• Written problem
Report every line of the data that contains the string "hoodie".

-- START OF Records for the exercise --

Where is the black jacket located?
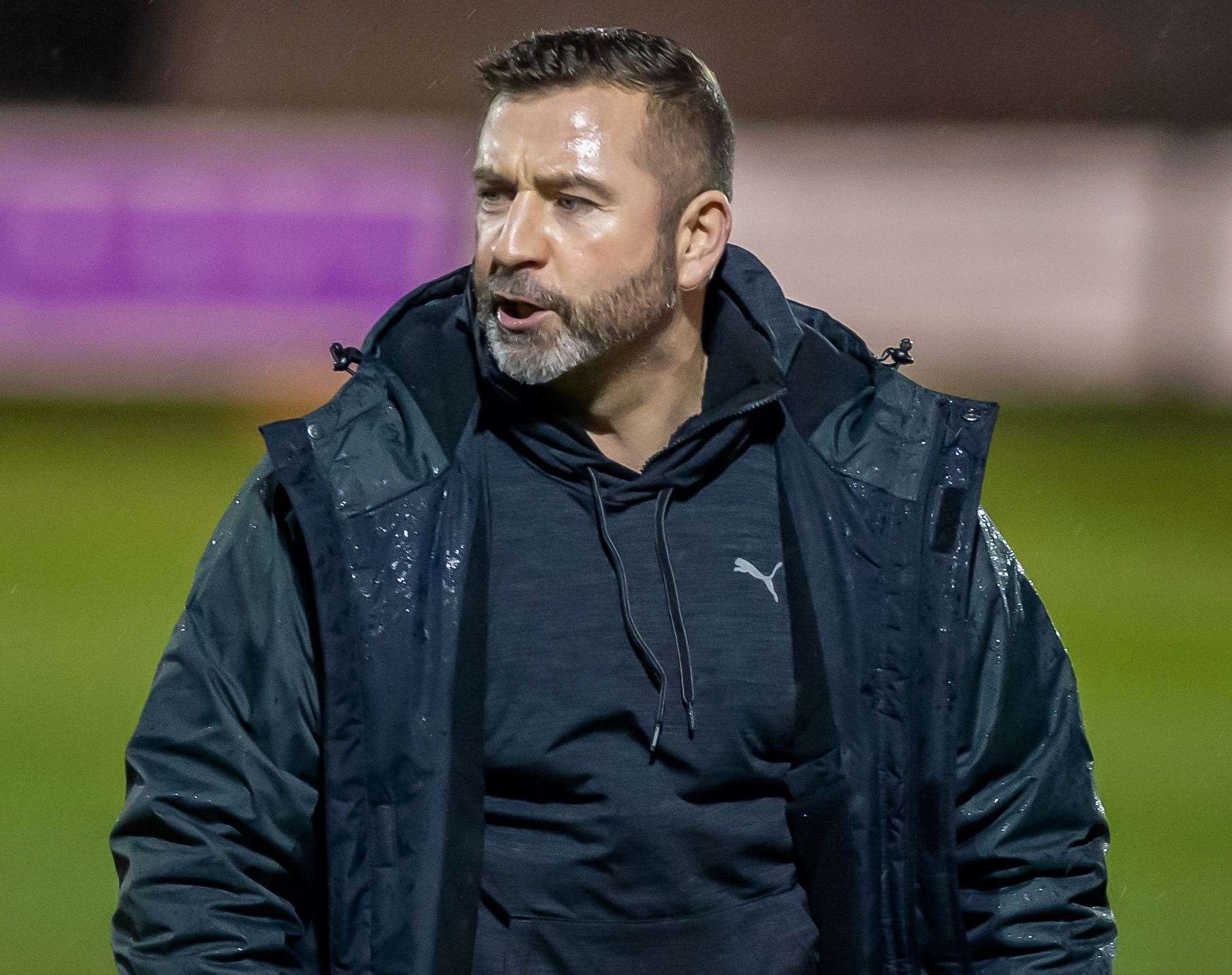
[111,244,1115,975]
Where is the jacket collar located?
[295,243,997,511]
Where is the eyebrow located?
[471,166,612,200]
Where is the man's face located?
[475,85,676,383]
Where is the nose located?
[492,194,546,267]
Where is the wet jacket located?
[111,244,1115,975]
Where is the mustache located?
[483,278,562,310]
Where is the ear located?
[676,190,732,291]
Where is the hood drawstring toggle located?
[587,467,696,762]
[329,341,363,376]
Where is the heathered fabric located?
[475,292,818,975]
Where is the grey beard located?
[482,261,676,386]
[483,317,606,386]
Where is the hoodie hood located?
[467,259,788,760]
[468,271,786,507]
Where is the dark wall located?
[4,0,1232,126]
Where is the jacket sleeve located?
[956,510,1116,975]
[111,458,320,975]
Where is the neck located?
[541,288,707,471]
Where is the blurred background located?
[0,0,1232,975]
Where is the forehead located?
[475,85,647,176]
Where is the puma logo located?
[732,559,782,603]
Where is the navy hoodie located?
[473,282,820,975]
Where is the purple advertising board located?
[0,110,472,397]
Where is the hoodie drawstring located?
[587,467,695,760]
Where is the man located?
[112,29,1115,975]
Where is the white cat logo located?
[732,559,782,603]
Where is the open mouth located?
[496,296,543,318]
[496,295,551,329]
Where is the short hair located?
[475,27,736,229]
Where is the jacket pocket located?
[503,884,820,975]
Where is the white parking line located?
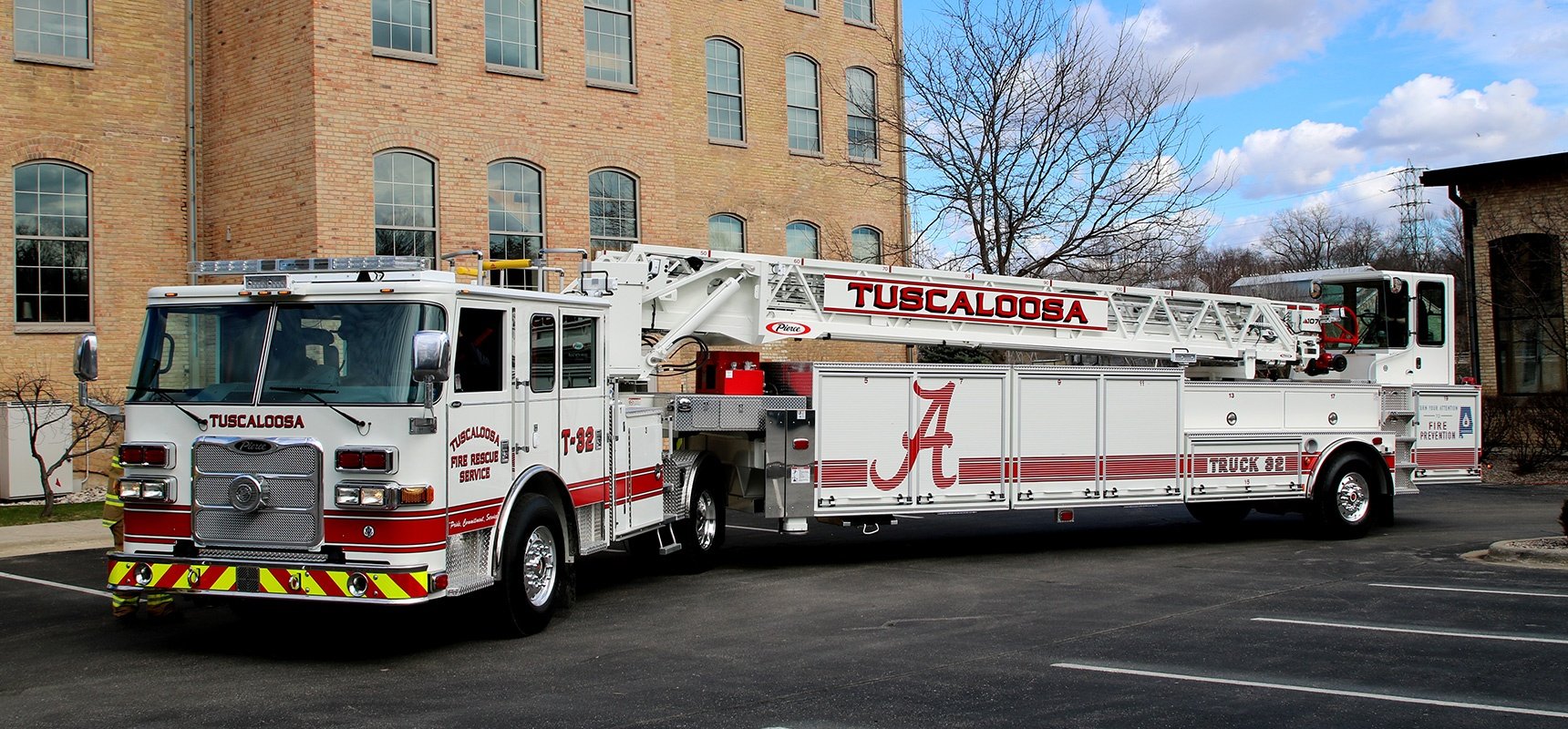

-- END OF Records for the exercise --

• Worked solution
Where is the hoodie hood located?
Where is the navy hoodie located?
Where is the hoodie drawstring located?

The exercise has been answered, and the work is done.